- SELECTED EXTRACT
╭──

Strong, healthy rural communities deliver leveraged results for New Zealand. Weak, unhealthy communities do not. We all know and accept this but the trouble is that individual rural communities are sometimes strong and sometimes weak, and we also don’t really know how to help rural communities stay consistently strong!

Now, I realise this is a touchy subject with many but we must discuss this topic and move forward with it or we will continue to get the rhetoric, lack of action and lack of results that has characterised rural New Zealand for years.

For several decades, rural fortunes have seemed to rise and fall with commodity prices and economic cycles. Improving product prices, regionalised industry and jobs, increasing land values and/or relatively few industry compliance requirements often were key drivers of happy and prosperous farming communities. The opposite of these are well known to bring farmer confidence down markedly.

In these times, we see an increase in stress and rural suicide (not often talked about) and people become busier. The Rural Support Trust and other agencies step up their efforts (thankfully they are there for rural folk), rural bankers become more concerned and scrutinise farm performance figures very closely and stress generally moves beyond the “simmer” level.

“Tell us something we don’t know Walsh!” Yes, I know and agree! So, what to do about it?

Well, if we want strong rural fortunes we need strong rural communities. But how do we do that?

╰──

- MATERIAL
╭──

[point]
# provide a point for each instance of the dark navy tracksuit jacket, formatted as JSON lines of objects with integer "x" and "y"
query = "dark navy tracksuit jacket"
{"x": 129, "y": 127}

╰──

- COMPLETE THE FOLLOWING
1. Transcribe the passage from the rural communities piece between "Now, I realise" and "confidence down markedly.", inclusive.
2. Answer these questions using the rural communities piece:
(a) What does the piece say has characterized rural New Zealand for years?
(b) For several decades, what have rural fortunes seemed to rise and fall with?
(c) In difficult times, what do rural bankers scrutinize very closely?

- SOLUTIONS BY TASK
1.
Now, I realise this is a touchy subject with many but we must discuss this topic and move forward with it or we will continue to get the rhetoric, lack of action and lack of results that has characterised rural New Zealand for years.

For several decades, rural fortunes have seemed to rise and fall with commodity prices and economic cycles. Improving product prices, regionalised industry and jobs, increasing land values and/or relatively few industry compliance requirements often were key drivers of happy and prosperous farming communities. The opposite of these are well known to bring farmer confidence down markedly.

2.
(a) Rhetoric, lack of action and lack of results.
(b) Commodity prices and economic cycles.
(c) Farm performance figures.